Latest update January 23rd, 2025 2:17 AM
Aug 12, 2017 News
“We have to do something in terms of enforcement.” This notion was on Thursday amplified by Dr. Morris Edwards as he presented the findings of the 2015 Global Youth Tobacco Survey [GYTS].
Dr. Edwards, who was the PAHO/WHO Consultant for the GYTS 2015 Report, in addressing the need to raise taxes on tobacco products, underscored that it has been found that the cost of cigarettes is cheap. He revealed that some 90 percent of students who were assessed during the survey were able to purchase a pack of 20 cigarettes for up to G$500 or US$2.50.
Of students between the ages of 13 and 15 who were among the 1,697 survey sample, more than half [54.5 percent] were cigarette smokers who obtained cigarettes by buying same from a store, shop, street vendor or kiosk.
A report of the findings reveal that the Global Youth Tobacco Surveys are critical for gauging progress towards the World Health Organisation [WHO]’s Framework Convention on Tobacco Control [FCTC] and MPOWER implementation and uptake.
GYTS, a component of the Global Tobacco Surveillance System, is a global standard for systematically monitoring youth tobacco use [both smoking and smokeless] and tracking key tobacco control indicators.
In response to the globalisation of the tobacco epidemic, the 191 member states of WHO, unanimously adopted the WHO FCTC at the 56th World Health Assembly in May 2003.
The FCTC is the world’s first public health treaty on tobacco control. It is the driving force behind, and blueprint for, the global response to the pandemic of tobacco-induced deaths and diseases.
The treaty embodies a coordinated, effective and urgent action plan to curb tobacco consumption and layout cost-effective tobacco control strategies for public policies such as banning direct and indirect tobacco advertising, increasing tobacco tax and price, promoting smoke-free public places and workplaces, displaying prominent health messages on tobacco packaging and tobacco surveillance, research and exchange of information.
To help countries to fulfil their WHO FCTC obligations, it was revealed that in 2008 WHO introduced MPOWER, a technical package of six evidence-based tobacco control measures proven to reduce tobacco use and save lives.
The measures include moves to: Monitor tobacco use and prevention policies; Protect people from tobacco smoke; Offer help to quit tobacco use; Warn about the dangers of tobacco, Enforce bans on tobacco advertising, promotion and sponsorship and Raise taxes on tobacco.
Moreover, the GYTS is designed to support WHO’s MPOWER by monitoring country–specific data on key tobacco indicators including prevalence, knowledge and behaviour.

DATASET EXTRACT
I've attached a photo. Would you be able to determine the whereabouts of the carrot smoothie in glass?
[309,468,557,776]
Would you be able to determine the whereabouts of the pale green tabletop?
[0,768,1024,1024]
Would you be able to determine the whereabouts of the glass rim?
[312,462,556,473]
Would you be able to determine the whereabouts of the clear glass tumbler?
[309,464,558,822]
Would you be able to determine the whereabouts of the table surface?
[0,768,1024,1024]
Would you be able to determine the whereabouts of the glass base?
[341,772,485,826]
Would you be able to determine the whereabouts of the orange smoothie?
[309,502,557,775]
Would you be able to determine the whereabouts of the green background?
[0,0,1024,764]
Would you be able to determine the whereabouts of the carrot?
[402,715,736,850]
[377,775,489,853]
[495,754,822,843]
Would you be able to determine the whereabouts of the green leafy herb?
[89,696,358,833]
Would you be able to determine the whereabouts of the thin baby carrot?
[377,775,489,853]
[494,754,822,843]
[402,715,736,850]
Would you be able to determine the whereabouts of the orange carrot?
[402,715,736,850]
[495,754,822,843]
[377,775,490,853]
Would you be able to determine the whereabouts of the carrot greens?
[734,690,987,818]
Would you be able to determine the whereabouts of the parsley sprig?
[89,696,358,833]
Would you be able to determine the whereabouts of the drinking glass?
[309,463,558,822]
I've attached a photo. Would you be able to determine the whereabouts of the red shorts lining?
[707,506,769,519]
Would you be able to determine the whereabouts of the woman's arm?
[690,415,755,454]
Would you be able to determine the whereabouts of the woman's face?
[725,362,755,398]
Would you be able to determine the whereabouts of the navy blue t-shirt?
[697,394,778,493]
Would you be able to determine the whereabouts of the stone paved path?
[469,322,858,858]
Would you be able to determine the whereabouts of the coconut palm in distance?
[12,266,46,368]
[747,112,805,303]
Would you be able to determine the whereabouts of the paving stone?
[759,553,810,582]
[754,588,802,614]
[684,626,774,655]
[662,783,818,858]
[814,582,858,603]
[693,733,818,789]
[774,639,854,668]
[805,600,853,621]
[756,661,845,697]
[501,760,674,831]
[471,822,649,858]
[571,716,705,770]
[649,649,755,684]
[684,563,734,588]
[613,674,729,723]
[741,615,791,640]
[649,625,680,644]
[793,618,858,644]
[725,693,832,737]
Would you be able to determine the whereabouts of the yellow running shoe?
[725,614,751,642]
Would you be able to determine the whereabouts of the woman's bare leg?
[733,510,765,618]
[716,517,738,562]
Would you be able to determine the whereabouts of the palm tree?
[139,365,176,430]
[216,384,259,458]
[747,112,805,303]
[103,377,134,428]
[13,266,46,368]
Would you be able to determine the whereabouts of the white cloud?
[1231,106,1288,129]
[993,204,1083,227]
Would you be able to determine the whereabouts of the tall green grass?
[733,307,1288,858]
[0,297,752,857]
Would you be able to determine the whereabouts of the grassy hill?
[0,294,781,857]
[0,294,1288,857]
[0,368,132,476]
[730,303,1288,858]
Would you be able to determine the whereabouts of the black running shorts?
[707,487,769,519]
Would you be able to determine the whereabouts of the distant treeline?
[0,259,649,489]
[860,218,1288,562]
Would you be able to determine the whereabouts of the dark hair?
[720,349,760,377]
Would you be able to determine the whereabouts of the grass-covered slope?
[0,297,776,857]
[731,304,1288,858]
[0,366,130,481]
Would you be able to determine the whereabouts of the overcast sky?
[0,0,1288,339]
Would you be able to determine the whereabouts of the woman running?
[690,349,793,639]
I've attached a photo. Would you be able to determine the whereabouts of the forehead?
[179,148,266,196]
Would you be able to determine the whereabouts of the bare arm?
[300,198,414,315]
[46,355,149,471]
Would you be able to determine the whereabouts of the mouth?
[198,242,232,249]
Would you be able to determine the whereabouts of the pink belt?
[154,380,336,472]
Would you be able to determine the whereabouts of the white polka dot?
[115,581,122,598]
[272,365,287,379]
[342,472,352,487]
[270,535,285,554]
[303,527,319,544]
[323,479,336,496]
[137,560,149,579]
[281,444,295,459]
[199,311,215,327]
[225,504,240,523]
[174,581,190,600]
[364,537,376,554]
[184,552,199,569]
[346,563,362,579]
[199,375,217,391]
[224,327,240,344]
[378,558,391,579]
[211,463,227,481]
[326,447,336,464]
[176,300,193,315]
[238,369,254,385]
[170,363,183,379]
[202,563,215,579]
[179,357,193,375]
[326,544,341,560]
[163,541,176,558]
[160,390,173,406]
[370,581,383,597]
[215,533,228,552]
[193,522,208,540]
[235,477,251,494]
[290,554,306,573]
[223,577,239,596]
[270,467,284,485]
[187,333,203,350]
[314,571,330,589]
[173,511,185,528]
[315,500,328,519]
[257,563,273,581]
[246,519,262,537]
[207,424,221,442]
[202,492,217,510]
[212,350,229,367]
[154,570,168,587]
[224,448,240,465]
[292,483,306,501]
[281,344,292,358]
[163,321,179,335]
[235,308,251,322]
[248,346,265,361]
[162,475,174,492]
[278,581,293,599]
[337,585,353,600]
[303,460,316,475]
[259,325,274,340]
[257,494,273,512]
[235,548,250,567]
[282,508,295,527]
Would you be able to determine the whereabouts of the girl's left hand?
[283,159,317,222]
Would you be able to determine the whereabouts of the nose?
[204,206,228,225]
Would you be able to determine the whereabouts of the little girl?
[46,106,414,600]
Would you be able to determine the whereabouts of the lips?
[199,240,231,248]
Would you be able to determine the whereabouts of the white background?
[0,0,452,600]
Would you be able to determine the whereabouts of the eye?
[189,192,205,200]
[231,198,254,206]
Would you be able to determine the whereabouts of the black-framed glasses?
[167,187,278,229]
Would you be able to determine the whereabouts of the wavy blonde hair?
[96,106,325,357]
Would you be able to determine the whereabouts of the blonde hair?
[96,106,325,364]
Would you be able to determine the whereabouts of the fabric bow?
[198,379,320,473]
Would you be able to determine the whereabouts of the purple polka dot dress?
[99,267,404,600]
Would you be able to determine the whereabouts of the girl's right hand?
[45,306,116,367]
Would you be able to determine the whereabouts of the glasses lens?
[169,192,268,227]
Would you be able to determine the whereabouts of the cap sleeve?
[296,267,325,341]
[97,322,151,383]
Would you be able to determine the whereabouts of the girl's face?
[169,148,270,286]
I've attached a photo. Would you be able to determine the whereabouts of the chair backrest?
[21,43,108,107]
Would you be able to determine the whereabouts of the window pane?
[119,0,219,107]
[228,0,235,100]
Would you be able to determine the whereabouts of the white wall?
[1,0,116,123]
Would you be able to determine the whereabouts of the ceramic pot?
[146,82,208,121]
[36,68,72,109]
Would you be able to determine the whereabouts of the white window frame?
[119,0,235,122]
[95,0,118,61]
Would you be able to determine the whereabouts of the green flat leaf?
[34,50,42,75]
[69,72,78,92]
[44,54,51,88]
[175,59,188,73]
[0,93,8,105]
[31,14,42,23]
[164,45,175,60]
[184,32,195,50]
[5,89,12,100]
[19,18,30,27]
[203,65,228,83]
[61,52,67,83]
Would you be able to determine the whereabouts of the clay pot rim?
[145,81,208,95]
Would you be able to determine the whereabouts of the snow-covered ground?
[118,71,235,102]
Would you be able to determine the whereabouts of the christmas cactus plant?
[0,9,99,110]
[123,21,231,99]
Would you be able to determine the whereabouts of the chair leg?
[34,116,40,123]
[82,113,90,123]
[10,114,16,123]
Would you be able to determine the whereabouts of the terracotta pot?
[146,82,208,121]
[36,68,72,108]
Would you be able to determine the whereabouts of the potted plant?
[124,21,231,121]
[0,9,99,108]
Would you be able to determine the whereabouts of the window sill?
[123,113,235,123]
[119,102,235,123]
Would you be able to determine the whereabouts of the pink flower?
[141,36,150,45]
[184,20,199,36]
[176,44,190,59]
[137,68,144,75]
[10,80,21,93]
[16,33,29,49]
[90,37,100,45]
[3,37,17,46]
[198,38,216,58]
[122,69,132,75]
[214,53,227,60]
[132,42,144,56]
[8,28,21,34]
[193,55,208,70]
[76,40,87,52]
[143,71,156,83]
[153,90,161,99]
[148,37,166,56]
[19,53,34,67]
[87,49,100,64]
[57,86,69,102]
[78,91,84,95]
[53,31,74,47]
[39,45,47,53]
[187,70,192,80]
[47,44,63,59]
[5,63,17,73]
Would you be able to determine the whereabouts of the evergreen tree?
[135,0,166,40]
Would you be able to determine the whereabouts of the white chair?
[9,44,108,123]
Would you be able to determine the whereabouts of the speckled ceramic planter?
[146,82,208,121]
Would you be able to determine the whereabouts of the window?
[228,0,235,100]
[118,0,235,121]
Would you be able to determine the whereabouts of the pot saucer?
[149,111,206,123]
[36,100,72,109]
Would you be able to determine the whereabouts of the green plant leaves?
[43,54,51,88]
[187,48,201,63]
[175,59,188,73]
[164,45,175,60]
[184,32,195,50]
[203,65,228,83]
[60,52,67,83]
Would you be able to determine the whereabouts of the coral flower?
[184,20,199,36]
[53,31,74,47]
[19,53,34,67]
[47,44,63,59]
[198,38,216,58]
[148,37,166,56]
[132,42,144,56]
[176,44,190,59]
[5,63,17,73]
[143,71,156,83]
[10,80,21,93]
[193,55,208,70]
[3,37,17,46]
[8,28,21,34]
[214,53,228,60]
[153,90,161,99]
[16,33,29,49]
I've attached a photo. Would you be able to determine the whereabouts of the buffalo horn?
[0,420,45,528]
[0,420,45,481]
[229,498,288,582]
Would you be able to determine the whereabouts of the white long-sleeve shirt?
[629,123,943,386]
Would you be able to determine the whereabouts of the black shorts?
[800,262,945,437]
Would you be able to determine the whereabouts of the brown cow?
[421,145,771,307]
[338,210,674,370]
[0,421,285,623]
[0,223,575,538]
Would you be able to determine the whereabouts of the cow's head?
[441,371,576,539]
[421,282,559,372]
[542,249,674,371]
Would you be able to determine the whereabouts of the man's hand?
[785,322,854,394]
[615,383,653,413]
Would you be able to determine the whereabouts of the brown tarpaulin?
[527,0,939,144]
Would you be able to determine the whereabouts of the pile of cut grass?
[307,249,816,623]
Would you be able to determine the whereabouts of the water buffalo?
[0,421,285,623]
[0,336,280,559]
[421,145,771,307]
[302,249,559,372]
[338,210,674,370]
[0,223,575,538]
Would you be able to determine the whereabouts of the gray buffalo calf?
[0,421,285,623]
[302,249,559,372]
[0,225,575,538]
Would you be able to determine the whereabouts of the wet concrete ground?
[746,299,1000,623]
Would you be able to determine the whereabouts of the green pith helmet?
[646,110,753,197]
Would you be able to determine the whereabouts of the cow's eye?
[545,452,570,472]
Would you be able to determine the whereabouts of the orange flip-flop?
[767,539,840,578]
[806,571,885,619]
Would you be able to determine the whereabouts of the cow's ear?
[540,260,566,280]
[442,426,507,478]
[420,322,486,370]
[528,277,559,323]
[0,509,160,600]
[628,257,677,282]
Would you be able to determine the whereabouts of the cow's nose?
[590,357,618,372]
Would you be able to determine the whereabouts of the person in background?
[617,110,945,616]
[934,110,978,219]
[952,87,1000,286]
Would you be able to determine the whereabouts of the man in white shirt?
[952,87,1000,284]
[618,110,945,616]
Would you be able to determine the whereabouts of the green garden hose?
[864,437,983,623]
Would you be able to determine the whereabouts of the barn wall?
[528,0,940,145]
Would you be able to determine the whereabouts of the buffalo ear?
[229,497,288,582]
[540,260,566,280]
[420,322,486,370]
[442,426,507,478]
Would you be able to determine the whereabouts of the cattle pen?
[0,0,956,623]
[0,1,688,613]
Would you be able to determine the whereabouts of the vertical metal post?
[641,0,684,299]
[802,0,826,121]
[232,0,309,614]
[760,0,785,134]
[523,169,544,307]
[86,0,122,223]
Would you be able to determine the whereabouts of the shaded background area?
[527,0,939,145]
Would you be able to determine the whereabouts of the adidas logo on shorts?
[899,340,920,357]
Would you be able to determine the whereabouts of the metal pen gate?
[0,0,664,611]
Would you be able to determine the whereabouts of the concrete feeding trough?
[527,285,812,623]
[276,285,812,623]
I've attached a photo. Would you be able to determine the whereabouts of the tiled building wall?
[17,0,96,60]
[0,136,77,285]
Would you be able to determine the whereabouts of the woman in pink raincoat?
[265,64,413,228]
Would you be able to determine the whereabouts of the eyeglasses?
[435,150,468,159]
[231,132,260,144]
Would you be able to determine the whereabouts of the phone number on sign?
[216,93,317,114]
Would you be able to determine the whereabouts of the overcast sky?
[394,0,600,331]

TASKS TO PERFORM
a) Can you copy the part of the tobacco survey article that opens with the words containing "Dr. Edwards, who" and closes with "G$500 or US$2.50."?
b) How would you translate this sentence from the tobacco survey article into Spanish: "The FCTC is the world’s first public health treaty on tobacco control."?

OUTPUTS BY TASK
a)
Dr. Edwards, who was the PAHO/WHO Consultant for the GYTS 2015 Report, in addressing the need to raise taxes on tobacco products, underscored that it has been found that the cost of cigarettes is cheap. He revealed that some 90 percent of students who were assessed during the survey were able to purchase a pack of 20 cigarettes for up to G$500 or US$2.50.

b) El FCTC es el primer tratado de salud pública del mundo sobre el control del tabaco.